=== INPUT MATERIAL ===
****************

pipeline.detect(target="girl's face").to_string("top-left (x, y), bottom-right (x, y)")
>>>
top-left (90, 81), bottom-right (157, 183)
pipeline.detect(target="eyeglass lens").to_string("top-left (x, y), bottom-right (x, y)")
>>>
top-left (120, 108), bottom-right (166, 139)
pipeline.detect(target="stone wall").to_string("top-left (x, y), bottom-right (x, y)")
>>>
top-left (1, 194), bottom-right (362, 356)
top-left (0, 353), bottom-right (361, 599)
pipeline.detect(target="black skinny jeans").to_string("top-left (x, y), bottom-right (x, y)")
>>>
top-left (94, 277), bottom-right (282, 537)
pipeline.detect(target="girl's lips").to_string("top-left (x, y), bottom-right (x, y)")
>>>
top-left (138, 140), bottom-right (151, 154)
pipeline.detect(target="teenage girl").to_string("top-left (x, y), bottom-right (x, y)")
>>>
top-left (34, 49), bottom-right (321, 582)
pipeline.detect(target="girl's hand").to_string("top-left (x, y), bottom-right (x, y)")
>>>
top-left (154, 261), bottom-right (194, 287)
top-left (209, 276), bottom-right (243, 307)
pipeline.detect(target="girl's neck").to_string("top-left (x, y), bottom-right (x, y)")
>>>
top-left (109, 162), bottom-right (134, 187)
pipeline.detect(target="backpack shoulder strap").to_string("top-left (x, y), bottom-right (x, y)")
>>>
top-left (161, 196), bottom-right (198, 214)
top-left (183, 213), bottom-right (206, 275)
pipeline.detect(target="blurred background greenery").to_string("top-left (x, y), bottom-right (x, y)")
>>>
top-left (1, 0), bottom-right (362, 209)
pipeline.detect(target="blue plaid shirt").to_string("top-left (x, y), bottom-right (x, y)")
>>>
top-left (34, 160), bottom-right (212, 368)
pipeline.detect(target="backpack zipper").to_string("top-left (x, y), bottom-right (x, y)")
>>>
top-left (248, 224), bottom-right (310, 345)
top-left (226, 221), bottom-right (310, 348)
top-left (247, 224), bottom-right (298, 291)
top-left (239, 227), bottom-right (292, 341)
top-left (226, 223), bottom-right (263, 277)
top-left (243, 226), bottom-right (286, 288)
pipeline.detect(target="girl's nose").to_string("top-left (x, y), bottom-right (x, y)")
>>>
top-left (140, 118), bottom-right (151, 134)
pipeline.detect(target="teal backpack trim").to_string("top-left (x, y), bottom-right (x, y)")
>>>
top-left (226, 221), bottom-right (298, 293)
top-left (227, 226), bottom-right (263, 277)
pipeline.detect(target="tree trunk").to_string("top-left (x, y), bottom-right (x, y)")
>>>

****************

=== EXERCISE REQUIREMENTS ===
Determine how many lines above contain "backpack" as a word or string. Give the number alone.

=== SOLUTION FOR THIS TASK ===
3